[Stored items from a collection]
--------------------
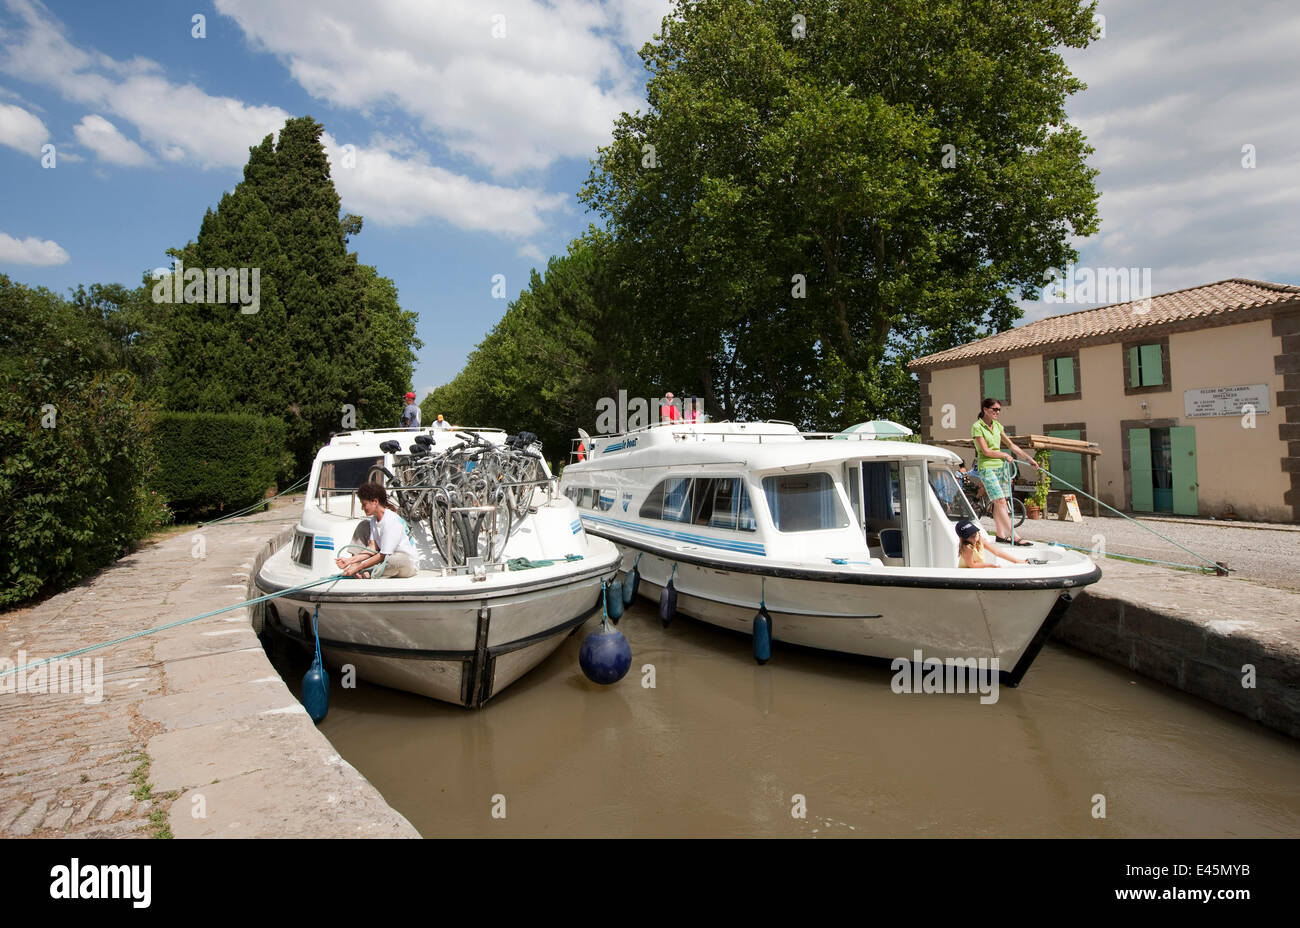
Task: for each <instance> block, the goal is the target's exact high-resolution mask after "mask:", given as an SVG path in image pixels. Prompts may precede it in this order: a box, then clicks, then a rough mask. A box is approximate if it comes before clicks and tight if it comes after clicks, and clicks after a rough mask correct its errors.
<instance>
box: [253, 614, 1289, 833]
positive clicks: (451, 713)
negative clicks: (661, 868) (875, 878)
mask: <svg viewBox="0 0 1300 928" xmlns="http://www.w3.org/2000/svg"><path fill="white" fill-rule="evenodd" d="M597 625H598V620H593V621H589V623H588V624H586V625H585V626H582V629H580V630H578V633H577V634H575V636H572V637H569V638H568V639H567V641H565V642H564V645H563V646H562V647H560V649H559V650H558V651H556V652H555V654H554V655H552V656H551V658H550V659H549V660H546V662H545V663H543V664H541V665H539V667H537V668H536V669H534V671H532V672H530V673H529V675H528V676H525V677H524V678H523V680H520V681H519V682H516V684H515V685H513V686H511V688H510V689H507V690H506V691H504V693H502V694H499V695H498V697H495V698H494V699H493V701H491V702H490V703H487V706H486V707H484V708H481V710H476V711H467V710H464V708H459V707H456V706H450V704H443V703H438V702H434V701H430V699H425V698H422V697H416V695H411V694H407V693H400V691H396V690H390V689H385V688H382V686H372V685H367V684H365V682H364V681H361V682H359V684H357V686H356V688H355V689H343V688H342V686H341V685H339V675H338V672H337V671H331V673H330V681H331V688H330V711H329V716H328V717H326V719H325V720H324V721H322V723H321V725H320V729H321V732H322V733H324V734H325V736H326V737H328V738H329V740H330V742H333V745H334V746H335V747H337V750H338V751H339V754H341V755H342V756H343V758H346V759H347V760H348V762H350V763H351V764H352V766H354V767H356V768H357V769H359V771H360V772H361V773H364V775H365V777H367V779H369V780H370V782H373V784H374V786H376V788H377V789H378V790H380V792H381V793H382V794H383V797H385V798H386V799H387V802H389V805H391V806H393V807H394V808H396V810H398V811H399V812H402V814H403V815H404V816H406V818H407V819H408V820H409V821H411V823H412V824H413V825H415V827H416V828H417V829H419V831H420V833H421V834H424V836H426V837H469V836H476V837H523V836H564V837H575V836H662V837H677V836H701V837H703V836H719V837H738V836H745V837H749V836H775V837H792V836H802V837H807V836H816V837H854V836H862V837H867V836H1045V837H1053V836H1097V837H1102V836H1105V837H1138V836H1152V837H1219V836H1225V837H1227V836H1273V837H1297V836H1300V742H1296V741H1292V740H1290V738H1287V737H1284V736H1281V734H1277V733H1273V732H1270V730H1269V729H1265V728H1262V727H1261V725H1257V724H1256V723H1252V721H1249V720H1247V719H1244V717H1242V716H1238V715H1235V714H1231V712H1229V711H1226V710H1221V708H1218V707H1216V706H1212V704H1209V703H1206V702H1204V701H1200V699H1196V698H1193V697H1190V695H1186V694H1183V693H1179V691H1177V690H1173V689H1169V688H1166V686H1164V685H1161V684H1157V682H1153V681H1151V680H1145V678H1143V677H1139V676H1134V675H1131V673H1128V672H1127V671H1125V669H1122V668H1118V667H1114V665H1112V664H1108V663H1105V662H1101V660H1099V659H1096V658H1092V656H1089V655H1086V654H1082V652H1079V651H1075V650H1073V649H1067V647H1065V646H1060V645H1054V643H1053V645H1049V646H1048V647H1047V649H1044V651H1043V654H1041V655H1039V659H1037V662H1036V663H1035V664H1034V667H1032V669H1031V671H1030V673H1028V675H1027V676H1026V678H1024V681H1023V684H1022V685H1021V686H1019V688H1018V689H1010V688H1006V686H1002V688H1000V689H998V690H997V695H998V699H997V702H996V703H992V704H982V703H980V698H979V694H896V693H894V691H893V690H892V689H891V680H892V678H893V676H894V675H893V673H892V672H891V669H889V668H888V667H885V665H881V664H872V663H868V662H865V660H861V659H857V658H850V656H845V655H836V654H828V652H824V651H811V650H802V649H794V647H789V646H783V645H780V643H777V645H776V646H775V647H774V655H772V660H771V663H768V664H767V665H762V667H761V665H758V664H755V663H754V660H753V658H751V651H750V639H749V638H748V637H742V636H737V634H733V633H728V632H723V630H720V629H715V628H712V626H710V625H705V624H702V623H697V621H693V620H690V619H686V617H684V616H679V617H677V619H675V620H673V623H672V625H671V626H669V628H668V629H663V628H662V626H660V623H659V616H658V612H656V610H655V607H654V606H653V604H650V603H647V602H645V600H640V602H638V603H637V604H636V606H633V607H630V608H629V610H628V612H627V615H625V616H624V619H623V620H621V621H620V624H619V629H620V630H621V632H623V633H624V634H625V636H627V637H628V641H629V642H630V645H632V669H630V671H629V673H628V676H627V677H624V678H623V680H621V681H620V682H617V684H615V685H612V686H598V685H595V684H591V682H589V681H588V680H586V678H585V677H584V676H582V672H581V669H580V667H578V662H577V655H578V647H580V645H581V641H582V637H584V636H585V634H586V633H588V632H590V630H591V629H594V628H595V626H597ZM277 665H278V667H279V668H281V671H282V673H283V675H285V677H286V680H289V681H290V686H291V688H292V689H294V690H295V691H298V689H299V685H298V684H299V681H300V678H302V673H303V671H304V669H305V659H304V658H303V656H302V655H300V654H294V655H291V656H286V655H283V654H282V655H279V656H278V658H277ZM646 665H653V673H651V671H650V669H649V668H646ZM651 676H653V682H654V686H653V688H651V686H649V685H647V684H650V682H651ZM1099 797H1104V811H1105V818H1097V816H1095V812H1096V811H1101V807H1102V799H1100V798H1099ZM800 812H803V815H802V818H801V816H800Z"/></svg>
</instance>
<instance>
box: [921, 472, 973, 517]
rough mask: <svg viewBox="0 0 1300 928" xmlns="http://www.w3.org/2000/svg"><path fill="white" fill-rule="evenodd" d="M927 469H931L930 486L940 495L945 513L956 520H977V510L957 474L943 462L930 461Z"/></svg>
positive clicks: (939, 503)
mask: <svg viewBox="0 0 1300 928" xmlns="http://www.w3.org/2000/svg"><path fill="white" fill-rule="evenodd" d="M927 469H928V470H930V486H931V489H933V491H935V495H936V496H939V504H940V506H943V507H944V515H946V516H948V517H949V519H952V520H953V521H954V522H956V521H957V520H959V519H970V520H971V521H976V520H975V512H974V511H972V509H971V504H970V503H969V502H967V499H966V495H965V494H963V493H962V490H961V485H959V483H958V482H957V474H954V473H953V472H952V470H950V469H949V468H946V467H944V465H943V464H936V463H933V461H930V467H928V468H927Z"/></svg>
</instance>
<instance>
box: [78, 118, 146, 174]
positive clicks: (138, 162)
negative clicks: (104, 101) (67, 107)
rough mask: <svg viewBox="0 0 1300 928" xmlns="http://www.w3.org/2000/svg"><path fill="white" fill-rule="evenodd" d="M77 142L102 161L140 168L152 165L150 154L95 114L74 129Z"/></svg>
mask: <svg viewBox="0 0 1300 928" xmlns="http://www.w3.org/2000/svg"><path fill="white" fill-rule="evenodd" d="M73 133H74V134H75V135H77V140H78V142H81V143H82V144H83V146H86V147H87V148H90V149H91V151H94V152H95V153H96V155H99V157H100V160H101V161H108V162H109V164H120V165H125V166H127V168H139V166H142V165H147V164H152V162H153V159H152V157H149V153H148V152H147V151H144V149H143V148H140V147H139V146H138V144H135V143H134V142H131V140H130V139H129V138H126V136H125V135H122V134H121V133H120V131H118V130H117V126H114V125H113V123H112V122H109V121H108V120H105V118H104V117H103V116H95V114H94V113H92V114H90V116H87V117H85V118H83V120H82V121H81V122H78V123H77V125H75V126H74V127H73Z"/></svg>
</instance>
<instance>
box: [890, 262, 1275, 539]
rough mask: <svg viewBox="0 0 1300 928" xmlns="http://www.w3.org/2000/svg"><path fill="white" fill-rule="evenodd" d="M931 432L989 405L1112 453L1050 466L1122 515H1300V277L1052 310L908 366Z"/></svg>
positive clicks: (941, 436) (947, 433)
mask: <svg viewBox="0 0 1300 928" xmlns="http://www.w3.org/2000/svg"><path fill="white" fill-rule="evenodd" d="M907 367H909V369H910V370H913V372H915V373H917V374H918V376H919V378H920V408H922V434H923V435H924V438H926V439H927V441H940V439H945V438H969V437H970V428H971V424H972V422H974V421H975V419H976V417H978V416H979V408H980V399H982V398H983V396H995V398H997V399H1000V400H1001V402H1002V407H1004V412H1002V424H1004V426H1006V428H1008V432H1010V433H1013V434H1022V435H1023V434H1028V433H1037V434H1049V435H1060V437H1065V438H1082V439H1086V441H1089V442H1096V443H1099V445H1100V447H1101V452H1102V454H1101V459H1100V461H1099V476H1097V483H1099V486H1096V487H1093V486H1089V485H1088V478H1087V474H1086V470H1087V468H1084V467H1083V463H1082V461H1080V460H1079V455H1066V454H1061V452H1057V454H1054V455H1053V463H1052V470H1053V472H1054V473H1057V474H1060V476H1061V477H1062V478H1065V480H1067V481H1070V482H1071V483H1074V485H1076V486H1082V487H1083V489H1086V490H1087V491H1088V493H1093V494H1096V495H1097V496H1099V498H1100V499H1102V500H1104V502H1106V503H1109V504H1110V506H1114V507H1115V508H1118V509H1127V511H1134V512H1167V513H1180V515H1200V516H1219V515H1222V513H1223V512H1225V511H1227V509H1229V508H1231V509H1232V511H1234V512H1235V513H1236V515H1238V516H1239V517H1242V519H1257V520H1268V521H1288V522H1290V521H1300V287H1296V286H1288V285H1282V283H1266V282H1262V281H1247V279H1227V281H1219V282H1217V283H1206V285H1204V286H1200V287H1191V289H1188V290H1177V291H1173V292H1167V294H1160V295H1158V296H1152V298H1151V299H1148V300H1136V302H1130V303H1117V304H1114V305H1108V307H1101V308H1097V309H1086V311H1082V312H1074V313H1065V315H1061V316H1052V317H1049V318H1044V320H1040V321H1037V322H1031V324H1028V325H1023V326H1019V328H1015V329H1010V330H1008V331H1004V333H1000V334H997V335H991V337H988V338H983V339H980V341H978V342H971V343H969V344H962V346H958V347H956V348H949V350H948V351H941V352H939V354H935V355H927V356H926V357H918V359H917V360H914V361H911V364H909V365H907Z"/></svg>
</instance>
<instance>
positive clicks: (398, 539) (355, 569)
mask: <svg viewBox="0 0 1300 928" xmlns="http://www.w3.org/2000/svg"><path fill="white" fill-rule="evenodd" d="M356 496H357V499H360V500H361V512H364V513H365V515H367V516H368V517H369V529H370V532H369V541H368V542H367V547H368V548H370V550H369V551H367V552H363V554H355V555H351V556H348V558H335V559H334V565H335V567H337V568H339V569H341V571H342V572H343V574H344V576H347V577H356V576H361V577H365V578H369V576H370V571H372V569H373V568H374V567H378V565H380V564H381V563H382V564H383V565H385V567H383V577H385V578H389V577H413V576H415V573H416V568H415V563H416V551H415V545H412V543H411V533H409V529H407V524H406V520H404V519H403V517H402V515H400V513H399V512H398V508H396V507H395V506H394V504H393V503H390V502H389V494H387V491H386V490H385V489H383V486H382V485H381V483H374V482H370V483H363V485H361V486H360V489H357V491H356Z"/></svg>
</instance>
--------------------
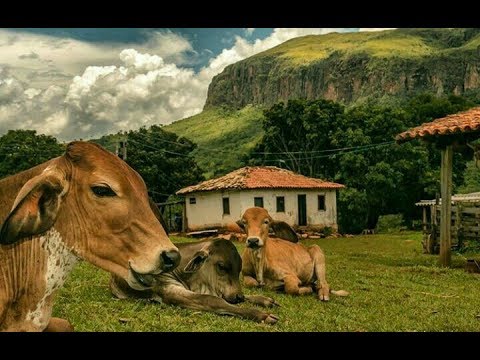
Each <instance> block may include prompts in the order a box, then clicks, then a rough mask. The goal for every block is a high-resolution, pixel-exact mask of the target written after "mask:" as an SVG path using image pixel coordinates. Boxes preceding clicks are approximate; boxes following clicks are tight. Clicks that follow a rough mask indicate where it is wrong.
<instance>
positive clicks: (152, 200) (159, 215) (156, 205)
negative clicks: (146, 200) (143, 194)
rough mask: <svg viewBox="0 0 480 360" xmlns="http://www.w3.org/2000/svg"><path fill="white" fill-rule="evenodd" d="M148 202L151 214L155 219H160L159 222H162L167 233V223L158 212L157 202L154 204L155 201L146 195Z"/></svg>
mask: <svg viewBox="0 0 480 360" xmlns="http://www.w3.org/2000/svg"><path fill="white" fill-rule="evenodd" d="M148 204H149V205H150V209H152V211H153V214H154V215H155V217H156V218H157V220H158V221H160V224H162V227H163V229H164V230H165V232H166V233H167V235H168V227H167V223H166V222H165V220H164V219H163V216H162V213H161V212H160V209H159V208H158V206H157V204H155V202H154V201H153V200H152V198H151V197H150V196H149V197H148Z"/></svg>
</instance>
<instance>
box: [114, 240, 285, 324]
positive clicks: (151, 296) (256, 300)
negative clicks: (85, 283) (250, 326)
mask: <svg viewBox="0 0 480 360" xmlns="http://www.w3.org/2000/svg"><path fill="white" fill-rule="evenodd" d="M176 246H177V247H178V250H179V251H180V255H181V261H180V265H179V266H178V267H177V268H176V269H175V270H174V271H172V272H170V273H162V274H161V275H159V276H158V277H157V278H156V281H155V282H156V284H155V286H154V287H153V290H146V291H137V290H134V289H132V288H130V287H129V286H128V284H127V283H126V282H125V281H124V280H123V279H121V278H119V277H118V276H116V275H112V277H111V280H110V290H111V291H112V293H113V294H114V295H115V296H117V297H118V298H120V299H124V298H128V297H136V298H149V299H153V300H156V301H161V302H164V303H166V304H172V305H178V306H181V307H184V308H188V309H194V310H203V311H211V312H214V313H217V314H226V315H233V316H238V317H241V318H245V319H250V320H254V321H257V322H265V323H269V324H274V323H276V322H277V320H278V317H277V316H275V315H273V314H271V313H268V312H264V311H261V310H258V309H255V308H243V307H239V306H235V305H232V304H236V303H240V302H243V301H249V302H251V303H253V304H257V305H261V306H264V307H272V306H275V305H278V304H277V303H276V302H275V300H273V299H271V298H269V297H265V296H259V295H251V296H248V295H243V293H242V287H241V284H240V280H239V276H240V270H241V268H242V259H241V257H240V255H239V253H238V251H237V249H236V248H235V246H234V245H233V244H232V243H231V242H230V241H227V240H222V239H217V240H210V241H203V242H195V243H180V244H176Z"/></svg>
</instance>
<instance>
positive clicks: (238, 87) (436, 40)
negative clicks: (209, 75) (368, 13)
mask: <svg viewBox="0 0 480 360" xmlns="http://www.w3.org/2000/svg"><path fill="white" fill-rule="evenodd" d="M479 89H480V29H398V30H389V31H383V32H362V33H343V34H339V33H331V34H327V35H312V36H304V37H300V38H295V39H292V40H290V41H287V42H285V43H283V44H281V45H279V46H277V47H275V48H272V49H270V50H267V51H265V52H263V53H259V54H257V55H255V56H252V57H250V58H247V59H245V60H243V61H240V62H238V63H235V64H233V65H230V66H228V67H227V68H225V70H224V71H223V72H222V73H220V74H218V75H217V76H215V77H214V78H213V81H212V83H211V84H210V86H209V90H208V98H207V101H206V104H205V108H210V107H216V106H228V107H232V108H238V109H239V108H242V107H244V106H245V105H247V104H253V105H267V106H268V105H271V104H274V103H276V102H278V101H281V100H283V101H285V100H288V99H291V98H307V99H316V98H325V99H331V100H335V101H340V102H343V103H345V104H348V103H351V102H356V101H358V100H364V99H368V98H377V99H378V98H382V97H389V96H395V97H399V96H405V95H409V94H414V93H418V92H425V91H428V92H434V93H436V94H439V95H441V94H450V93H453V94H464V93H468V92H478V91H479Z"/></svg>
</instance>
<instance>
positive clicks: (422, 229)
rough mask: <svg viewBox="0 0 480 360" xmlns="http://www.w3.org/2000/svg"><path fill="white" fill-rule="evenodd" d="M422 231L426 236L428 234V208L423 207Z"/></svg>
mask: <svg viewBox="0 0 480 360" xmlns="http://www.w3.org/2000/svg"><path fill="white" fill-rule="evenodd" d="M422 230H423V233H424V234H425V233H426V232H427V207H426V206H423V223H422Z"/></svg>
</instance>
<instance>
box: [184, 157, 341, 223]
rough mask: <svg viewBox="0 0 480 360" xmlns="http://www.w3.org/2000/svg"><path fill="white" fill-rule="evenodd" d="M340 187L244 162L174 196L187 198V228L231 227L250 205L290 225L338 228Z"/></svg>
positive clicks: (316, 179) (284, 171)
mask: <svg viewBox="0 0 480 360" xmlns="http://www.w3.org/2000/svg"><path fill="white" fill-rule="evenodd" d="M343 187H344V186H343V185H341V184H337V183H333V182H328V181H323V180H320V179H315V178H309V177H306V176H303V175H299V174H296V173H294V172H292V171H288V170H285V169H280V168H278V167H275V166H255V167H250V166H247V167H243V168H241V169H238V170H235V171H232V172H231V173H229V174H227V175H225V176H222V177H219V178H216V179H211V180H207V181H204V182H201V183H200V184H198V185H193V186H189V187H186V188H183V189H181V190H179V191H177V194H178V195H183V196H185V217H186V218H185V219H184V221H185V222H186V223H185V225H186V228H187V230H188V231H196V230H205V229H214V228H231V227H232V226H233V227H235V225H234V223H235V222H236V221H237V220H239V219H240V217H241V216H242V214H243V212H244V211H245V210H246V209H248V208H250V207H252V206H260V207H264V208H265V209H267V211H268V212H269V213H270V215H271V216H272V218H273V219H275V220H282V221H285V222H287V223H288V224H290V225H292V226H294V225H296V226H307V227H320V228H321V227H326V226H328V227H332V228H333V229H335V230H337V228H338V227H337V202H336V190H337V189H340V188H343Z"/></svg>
--------------------
Rewrite the stretch of the records from the line containing "Task: for each" through the line containing "negative clicks: (661, 868) (875, 878)", changing "positive clicks" to "foreground clicks" and leaving all else unchanged.

Task: for each <instance> block, the goal is the target's exact high-resolution mask after "mask:", given as an SVG path in image pixels. Prompts may precede it in this order: a box, then clicks, then a rough mask. A box is approximate if it comes before clicks and tight if it comes after clicks, and clicks after a rough mask correct its errors.
<instance>
box: [253, 614, 1289, 833]
foreground clicks: (451, 713)
negative clicks: (661, 868) (875, 878)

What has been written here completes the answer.